Tekstfragment ▸
☆ ☆ ☆

Effectenhuis Nomura denkt overigens dat het zeker tot een recessie komt en dat die wel tot eind volgend jaar kan duren. Alles begint met de vraag wanneer je denkt dat die recessie start. Als je denkt dat die medio 2023 begint is het niet zolang. Maar, als je denkt dat we er nu al in zitten en als die aanhoudt tot 2023 dan ben je wel heel negatief. Dan heb je het immers over een recessie die net zo lang is als ten tijde van de kredietcrisis. Voor dit kwartaal wordt in de Verenigde Staten op z'n hoogst een 0-groei verwacht, maar overall ligt de gemiddelde groeiverwachting voor heel 2022 rond 3 procent. Zo bezien is de verwachting van Nomura dus wel heel somber.
Een recessie hoeft trouwens niet per definitie slecht te zijn voor beleggers. De koersen van aandelen bijvoorbeeld zijn daarop vooruitlopend al hard gecorrigeerd. Misschien kan er nog best wel wat vanaf maar daarna lijkt het waarschijnlijk dat de opgaande weg weer wordt ingeslagen. Wel moeten beleggers dus nog rekening houden met een periode van meer onzekerheid en volatiliteit.

☆ ☆ ☆

Doel 1 ▸
Geef het aantal regels in de vermeldingen waarin het woord "surface" voorkomt, waarbij hoofdletters en kleine letters verschillend tellen. Noem alleen dat getal.

☆ ☆ ☆

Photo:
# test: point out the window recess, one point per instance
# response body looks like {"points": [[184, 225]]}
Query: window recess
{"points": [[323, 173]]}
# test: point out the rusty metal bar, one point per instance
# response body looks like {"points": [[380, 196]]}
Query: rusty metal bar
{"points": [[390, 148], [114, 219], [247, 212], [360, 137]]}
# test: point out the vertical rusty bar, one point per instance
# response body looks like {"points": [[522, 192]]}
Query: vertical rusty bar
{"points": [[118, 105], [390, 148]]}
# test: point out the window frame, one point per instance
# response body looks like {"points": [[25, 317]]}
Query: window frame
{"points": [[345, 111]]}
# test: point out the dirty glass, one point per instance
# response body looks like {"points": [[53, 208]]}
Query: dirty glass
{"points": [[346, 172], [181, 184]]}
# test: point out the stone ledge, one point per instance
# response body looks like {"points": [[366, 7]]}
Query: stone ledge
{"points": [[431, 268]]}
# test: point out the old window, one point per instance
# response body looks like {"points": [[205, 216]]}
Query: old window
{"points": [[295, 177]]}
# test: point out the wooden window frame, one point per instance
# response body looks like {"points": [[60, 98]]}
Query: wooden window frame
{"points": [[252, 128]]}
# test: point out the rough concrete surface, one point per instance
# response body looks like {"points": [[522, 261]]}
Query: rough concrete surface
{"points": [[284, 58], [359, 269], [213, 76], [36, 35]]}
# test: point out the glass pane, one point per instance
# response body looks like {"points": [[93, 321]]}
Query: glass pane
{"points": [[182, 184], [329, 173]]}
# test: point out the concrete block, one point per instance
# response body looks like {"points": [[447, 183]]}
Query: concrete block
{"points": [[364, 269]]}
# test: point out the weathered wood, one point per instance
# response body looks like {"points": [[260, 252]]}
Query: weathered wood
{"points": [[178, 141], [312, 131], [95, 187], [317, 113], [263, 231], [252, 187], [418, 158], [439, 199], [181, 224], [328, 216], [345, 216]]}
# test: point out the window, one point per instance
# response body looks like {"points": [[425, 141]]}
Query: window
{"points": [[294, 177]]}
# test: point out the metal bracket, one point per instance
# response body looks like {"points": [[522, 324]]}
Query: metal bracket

☆ ☆ ☆

Doel 2 ▸
Vul het stuk over de recessie en beleggers aan met een vervolg dat na de laatste zin begint.

Antwoord 1 ▸
2

Antwoord 2 ▸
Het banenrapport van afgelopen vrijdag verraste met 372.000 nieuwe banen positief. Vooraf was gerekend op een groeicijfer van 250.000. Bij dat beter dan verwachte cijfer moet wel worden opgetekend dat de cijfers van de maanden daarvoor fors neerwaarts werden bijgesteld. De werkloosheid bleef stabiel op 3,6 procent. Dat is het laagste niveau sinds de uitbraak van de coronapandemie en maar 0,1 procent boven het laagste niveau van de afgelopen 50 jaar dat in februari 2020 werd bereikt.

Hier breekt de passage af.